REQUIRED ACTION 1 ::
Write out the Amazon Comprehend notes below from "- Custom models: training" up to and including "inflates character counts.", word for word.
REQUIRED ACTION 2 ::
Carry the Amazon Comprehend notes below forward, picking up right after their final line.

━━━━━ TEXT PASSAGE ━━━━━

Service Limits & Quotas:
- Sync API document size: up to 100 KB UTF-8 per document for single-document calls.
- Batch sync APIs: up to 25 documents per call.
- Async jobs: millions of documents per S3 input prefix; output written to S3.
- Custom classifier training: minimum 10 examples per label (multi-class) or 50 documents (multi-label); tens of thousands recommended for accuracy.
- Languages: generic APIs support 12+ languages; custom models support a subset of Latin-script languages.
- Real-time endpoint inference units: default soft limit 10 IUs per endpoint.
Pricing Model:
- Sync APIs: billed per 100-character "unit" with a 3-unit minimum per request.
- Async jobs: billed per character processed (cheaper per character than sync).
- Custom models: training billed per hour of model training; inference billed per inference unit per hour for real-time endpoints, or per character for async.
- Comprehend Medical: separate per-100-character pricing, generally higher than standard.
- Common cost surprises: the 3-unit minimum makes very short documents expensive; idle real-time endpoints continue to bill for IUs; running async jobs over uncleaned data inflates character counts.
Code Example:
import boto3
comprehend = boto3.client("comprehend", region_name="us-west-2")
text = "Order #A-482 shipped from Seattle on Tuesday and arrived damaged."
print(comprehend.detect_sentiment(Text=text, LanguageCode="en")["Sentiment"])
# NEGATIVE
for ent in comprehend.detect_entities(Text=text, LanguageCode="en")["Entities"]:
print(ent["Type"], "->", ent["Text"])
# COMMERCIAL_ITEM -> Order #A-482
# LOCATION -> Seattle
# DATE -> Tuesday
# Detect and redact PII in one call
pii = comprehend.detect_pii_entities(Text="John Doe lives at 1 Main St, SSN 123-45-6789",
LanguageCode="en")
for e in pii["Entities"]:
print(e["Type"], e["BeginOffset"], e["EndOffset"])
Common Interview Questions:
When should you use Comprehend instead of a Bedrock LLM?
Use Comprehend for well-defined NLP primitives (NER, sentiment, PII redaction, language detection) where you need predictable cost, low latency, and a structured API response. Use Bedrock when the task is open-ended, requires reasoning, or benefits from instruction-following over arbitrary text.
What's the difference between standard sentiment and targeted sentiment?

━━━━━ SOURCE INFORMATION ━━━━━

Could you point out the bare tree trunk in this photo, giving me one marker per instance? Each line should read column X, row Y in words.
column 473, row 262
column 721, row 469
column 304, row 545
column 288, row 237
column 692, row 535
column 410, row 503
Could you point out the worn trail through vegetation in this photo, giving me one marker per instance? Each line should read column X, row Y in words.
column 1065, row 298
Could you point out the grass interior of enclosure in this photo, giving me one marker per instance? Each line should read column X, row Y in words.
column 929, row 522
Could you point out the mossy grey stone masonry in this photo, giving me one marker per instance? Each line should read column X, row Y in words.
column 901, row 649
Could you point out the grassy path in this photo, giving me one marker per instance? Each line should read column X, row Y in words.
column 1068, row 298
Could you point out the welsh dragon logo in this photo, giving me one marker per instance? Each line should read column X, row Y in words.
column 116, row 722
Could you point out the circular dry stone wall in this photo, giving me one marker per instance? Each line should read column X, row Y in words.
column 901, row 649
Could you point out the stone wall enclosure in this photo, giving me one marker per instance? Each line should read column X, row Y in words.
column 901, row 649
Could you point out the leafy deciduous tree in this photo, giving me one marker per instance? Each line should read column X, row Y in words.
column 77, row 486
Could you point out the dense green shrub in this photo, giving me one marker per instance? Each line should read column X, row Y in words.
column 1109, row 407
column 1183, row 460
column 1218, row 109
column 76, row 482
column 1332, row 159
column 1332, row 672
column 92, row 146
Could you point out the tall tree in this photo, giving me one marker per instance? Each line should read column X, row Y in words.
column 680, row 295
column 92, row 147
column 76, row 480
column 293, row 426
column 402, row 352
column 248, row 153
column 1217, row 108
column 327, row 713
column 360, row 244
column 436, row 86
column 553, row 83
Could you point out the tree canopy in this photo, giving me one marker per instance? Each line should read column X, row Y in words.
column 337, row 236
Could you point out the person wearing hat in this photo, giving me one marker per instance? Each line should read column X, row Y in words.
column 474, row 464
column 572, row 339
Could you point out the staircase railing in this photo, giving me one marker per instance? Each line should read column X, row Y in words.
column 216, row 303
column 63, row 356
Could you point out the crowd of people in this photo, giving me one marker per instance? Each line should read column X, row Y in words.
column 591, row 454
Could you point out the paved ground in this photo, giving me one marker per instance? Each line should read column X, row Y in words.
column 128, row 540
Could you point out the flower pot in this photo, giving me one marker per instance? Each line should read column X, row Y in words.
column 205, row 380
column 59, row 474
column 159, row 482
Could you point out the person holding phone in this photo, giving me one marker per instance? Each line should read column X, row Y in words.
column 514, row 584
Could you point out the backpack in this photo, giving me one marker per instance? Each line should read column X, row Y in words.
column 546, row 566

━━━━━

RESPONSE AREA 1 ::
- Custom models: training billed per hour of model training; inference billed per inference unit per hour for real-time endpoints, or per character for async.
- Comprehend Medical: separate per-100-character pricing, generally higher than standard.
- Common cost surprises: the 3-unit minimum makes very short documents expensive; idle real-time endpoints continue to bill for IUs; running async jobs over uncleaned data inflates character counts.

RESPONSE AREA 2 ::
Standard sentiment scores a whole document (positive/negative/neutral/mixed). Targeted sentiment associates sentiment with each detected entity in the text — essential for review analytics where one product can have positive sentiment for one feature and negative for another.
When do you train a custom classifier or entity recognizer?
When the generic taxonomies don't match your domain — e.g., classifying support tickets into your internal categories, or extracting entities like SKUs, contract clauses, or medical specialties beyond Comprehend Medical's coverage.
How does PII detection differ from PII redaction?
DetectPiiEntities returns offsets and types but doesn't modify text — you redact in your code. The async PII redaction job rewrites documents in S3 with replacements (mask or type label). Useful for compliance scrub before downstream analytics.
Is Comprehend Medical HIPAA eligible?
Yes — Comprehend Medical is in the AWS HIPAA-eligible services list under a signed BAA. It extracts conditions, medications, dosages, anatomy, and codes ICD-10-CM, RxNorm, and SNOMED CT.
How do you keep custom-classifier inference costs low?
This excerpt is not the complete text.